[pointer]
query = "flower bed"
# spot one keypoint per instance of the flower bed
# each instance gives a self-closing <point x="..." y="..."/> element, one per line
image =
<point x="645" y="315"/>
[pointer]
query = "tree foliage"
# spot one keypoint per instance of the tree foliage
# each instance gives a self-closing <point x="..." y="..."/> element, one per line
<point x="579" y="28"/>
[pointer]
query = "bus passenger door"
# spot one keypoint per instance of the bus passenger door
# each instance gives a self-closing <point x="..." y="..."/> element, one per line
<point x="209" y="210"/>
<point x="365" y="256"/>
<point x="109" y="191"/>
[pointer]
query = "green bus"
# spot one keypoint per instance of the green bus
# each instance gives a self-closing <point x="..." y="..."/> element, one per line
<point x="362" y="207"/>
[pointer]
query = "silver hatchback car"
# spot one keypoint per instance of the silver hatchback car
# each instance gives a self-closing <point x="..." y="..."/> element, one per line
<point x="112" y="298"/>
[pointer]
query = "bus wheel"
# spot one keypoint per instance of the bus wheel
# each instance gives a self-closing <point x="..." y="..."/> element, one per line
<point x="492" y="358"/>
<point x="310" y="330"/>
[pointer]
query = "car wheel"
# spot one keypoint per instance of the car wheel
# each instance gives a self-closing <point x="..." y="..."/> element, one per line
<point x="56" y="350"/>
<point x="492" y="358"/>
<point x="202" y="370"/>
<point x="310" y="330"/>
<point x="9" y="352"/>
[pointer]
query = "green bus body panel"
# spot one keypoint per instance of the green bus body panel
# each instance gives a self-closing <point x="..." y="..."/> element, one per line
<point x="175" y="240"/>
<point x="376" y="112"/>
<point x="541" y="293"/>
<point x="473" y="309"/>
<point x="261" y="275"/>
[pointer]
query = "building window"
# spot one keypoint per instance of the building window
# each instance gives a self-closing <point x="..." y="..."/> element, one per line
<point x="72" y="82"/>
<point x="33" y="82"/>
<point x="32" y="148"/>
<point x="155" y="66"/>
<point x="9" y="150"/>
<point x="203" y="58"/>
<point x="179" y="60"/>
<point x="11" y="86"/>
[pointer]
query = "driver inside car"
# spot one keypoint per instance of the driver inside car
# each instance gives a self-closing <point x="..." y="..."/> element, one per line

┄┄┄┄┄┄┄┄┄┄┄┄┄┄┄┄┄┄┄┄

◆ OBJECTIVE
All of the entries should be written out again exactly.

◆ SOLUTION BELOW
[pointer]
query = "flower bed"
# spot one keypoint per instance of the flower bed
# each instance gives a self-closing <point x="..." y="..."/> element, one per line
image =
<point x="645" y="315"/>
[pointer]
query = "tree foliage"
# spot one keypoint per instance of the tree foliage
# each instance gives a self-closing <point x="..." y="..."/> element, one per line
<point x="579" y="28"/>
[pointer]
query = "bus passenger door"
# spot one keypoint per instance of the bus passenger door
# each instance gives a self-closing <point x="..." y="..."/> element, one per line
<point x="209" y="210"/>
<point x="365" y="256"/>
<point x="109" y="191"/>
[pointer]
query = "green bus"
# spot one keypoint per instance of the green bus
# each instance gives a self-closing <point x="..." y="..."/> element, one per line
<point x="362" y="207"/>
[pointer]
query = "silver hatchback car"
# spot one keypoint per instance of the silver hatchback car
# each instance gives a self-closing <point x="..." y="..."/> element, one per line
<point x="112" y="298"/>
[pointer]
query = "bus wheel"
# spot one keypoint per instance of the bus wheel
# each instance gives a self-closing <point x="..." y="..."/> element, one per line
<point x="492" y="358"/>
<point x="310" y="330"/>
[pointer]
query = "car wheel"
# spot one keypoint per instance of the car wheel
# each instance gives a self-closing <point x="..." y="..."/> element, one per line
<point x="56" y="350"/>
<point x="492" y="358"/>
<point x="202" y="370"/>
<point x="310" y="330"/>
<point x="9" y="352"/>
[pointer]
query = "green bus body panel"
# spot one keypoint per instance of the green bus body panel
# each instance gives a self-closing <point x="..." y="..."/> element, one per line
<point x="175" y="240"/>
<point x="376" y="112"/>
<point x="541" y="293"/>
<point x="473" y="309"/>
<point x="261" y="275"/>
[pointer]
query = "building window"
# spot one keypoint per instance of the building window
# each instance gives a self-closing <point x="..." y="..."/> element, one per line
<point x="72" y="82"/>
<point x="33" y="82"/>
<point x="32" y="148"/>
<point x="155" y="66"/>
<point x="9" y="150"/>
<point x="203" y="58"/>
<point x="179" y="60"/>
<point x="11" y="86"/>
[pointer]
query = "driver inside car"
# spot one keypoint per instance of the driver inside car
# each instance gives a self-closing <point x="..." y="..."/> element, one per line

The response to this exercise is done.